--- Selected excerpt ---

David Marx bio photo

David Marx

Data obsessed

Twitter LinkedIn Github Stackoverflow CrossValidated

Background

This blog post discusses my most recent research in a series of experiments that I hope to publish academically soon. A good place to get some context on what I’m talking about is the first article in the series: Identifying Turmoil in Social Networks With Graph Anomaly Detection. In particular, you should check out the section Methodological details for graph anomaly detection, as the discussion below presupposes familiarity with the procedure described there.

Procedure

Last week, I described a bipartite projection that produces a graph model whose edges can be interpreted as binomial probabilities. These probabilities are represented by a number of successes (in the particular example from last week, the count of mutual users) and a number of total trials (the total number of active users for a particular subreddit). By performing this projection over a series of time slices of a dynamic graph (i.e. a graph with a time component) we get a series of binomials associated with each edge over time. This lends itself very nicely to the problem of anomaly detection: in the case of the social network I am studying (reddit), I am particularly interested in unusual spikes of activity across the graph, and these “spikes” have a very straight-forward interpretation at the edge level when we apply this binomial framework.

--- Study material ---

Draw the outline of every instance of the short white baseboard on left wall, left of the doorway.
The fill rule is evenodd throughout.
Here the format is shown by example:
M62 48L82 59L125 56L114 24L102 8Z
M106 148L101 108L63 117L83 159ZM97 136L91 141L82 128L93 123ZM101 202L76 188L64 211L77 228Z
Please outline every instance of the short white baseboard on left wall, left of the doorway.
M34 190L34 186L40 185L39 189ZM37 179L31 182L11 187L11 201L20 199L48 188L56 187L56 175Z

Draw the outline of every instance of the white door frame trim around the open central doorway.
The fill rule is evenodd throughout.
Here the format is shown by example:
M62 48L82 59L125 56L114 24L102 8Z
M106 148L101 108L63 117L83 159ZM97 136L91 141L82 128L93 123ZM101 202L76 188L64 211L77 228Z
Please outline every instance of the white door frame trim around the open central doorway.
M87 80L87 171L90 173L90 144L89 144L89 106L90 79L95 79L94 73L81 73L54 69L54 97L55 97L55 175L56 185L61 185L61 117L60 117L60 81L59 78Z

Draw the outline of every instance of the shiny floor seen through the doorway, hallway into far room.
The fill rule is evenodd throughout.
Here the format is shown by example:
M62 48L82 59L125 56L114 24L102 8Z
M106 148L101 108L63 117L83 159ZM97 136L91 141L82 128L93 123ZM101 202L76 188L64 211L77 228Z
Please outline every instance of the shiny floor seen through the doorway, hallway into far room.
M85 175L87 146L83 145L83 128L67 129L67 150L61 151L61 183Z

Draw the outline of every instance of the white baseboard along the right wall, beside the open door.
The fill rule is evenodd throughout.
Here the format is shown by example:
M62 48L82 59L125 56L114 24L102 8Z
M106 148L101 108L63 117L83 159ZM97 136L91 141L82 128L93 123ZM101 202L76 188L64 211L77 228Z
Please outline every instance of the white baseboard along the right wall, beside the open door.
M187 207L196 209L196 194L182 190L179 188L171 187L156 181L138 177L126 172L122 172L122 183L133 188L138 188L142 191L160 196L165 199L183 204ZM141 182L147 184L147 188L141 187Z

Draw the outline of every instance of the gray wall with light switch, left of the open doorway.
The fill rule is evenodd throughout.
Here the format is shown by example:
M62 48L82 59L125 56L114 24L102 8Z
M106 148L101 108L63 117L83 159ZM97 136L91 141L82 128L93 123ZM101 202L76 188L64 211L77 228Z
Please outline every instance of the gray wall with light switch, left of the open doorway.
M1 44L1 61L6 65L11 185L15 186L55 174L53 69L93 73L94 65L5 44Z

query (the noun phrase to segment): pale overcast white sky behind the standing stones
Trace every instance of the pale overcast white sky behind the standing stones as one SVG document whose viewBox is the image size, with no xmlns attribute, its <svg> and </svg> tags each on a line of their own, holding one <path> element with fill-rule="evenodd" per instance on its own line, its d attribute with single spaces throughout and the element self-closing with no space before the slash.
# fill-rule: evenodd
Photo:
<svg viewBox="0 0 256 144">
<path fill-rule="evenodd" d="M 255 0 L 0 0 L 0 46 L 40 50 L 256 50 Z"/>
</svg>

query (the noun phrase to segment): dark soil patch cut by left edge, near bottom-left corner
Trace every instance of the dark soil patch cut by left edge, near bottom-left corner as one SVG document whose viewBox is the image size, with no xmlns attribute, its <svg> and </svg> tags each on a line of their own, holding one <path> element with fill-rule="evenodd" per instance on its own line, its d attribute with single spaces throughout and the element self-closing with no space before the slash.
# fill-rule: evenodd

---

Reproduce the anomaly detection post word for word, from "Last week, I" to "this binomial framework.".

Expected output »
Last week, I described a bipartite projection that produces a graph model whose edges can be interpreted as binomial probabilities. These probabilities are represented by a number of successes (in the particular example from last week, the count of mutual users) and a number of total trials (the total number of active users for a particular subreddit). By performing this projection over a series of time slices of a dynamic graph (i.e. a graph with a time component) we get a series of binomials associated with each edge over time. This lends itself very nicely to the problem of anomaly detection: in the case of the social network I am studying (reddit), I am particularly interested in unusual spikes of activity across the graph, and these “spikes” have a very straight-forward interpretation at the edge level when we apply this binomial framework.